(Stored dataset items)
============

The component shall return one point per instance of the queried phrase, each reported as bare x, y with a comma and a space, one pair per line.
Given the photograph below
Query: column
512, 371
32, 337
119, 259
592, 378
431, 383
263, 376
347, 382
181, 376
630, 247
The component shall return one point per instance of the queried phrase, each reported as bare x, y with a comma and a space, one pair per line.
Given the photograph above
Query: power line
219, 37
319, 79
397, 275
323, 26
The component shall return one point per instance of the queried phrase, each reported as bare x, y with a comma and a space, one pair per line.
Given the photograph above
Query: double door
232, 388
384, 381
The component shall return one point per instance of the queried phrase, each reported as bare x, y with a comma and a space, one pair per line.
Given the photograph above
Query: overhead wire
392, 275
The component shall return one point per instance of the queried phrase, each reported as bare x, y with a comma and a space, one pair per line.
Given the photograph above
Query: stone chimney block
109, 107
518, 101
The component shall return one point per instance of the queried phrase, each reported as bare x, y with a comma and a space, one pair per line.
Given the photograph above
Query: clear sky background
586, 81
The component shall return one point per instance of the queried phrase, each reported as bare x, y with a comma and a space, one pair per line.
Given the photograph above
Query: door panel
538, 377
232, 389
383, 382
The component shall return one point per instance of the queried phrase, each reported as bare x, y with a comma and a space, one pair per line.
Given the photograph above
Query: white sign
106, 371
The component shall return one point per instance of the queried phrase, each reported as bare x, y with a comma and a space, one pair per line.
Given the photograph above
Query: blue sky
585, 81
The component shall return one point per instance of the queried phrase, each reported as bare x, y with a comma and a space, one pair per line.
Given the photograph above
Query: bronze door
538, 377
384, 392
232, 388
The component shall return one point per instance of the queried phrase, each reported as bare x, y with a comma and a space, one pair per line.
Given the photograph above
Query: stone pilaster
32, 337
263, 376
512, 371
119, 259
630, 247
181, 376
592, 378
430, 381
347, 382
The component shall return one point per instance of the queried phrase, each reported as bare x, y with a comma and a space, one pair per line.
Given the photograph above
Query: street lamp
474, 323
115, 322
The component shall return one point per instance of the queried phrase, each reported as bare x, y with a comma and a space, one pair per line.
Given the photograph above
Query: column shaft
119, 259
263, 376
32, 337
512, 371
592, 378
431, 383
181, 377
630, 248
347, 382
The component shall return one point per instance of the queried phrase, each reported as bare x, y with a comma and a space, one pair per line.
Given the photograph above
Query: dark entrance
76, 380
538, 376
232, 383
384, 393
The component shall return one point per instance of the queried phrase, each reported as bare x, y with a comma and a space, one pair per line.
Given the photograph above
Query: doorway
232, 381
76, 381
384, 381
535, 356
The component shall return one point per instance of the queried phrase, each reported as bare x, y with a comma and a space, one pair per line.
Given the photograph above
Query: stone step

============

Using the entries above, please restate each one word for word.

The component shall return one point per instance of the queried phrase, each reported as bare x, y with a comma and a space, one pair per line.
Given the photograph below
Query: column
512, 371
32, 337
119, 259
592, 378
431, 383
263, 376
347, 382
181, 376
630, 247
The component shall return one point per instance of the queried phrase, each reported as bare x, y with a comma and a space, one pair per line.
Given the photograph above
Query: power line
219, 37
319, 79
397, 275
323, 26
The component shall return one point per instance of the queried phrase, each reported as bare x, y with a comma and a space, one pair per line.
Given the photograph above
Query: double door
232, 388
384, 381
The component shall return one point per instance of the queried phrase, each reported as bare x, y with a comma and a space, one pair per line.
Given the photograph above
Query: overhead wire
392, 275
The component shall return one point per instance of the queried phrase, each reported as bare x, y with a comma and a space, one pair per line.
Given the photograph above
Query: stone chimney block
109, 107
518, 101
The component shall return one point per instance of the queried phrase, each reported as bare x, y with a comma and a space, one pair per line.
Given the photograph above
Query: clear sky background
586, 81
The component shall return one point per instance of the queried phrase, each reported as bare x, y with a comma and a space, one pair per line.
Given the photograph above
Query: door panel
538, 377
232, 389
383, 382
The component shall return one point per instance of the queried phrase, each reported as bare x, y with a comma and a space, one pair per line.
Given the photograph above
Query: white sign
106, 371
The component shall return one point per instance of the queried phrase, each reported as bare x, y with a comma and a space, one pair per line.
Given the photograph above
Query: blue sky
585, 81
The component shall return one point per instance of the queried phrase, each reported as bare x, y with a comma and a space, one pair per line.
Given the photograph above
Query: bronze door
538, 377
384, 392
232, 388
The component shall return one point per instance of the queried phrase, each reported as bare x, y with a comma and a space, one pair per line.
Given the photograph above
Query: stone pilaster
32, 337
263, 376
512, 371
119, 259
630, 247
181, 376
592, 378
430, 381
347, 382
The component shall return one point per instance of the queried phrase, each reported as bare x, y with a comma and a space, one pair per line.
Given the photograph above
Query: street lamp
474, 323
115, 322
The component shall return one point per instance of the queried phrase, each reported as bare x, y with a comma and a space, one pair per line.
Given the photograph above
Query: column shaft
119, 259
263, 376
32, 337
512, 371
592, 378
431, 383
181, 377
630, 248
347, 382
The component shall return one point per instance of the queried phrase, each reported as bare x, y with a comma and a space, one pair per line.
Given the photograph above
Query: dark entrance
76, 380
538, 376
232, 383
384, 393
The component shall return one point per instance of the queried phrase, each reported as bare x, y with a comma and a space, one pair per line.
Given the photograph above
Query: doorway
232, 381
76, 381
384, 381
535, 356
The component shall return one point per instance of the queried phrase, each reported as bare x, y with a comma and a space, one pair per line.
Given the photograph above
Query: stone step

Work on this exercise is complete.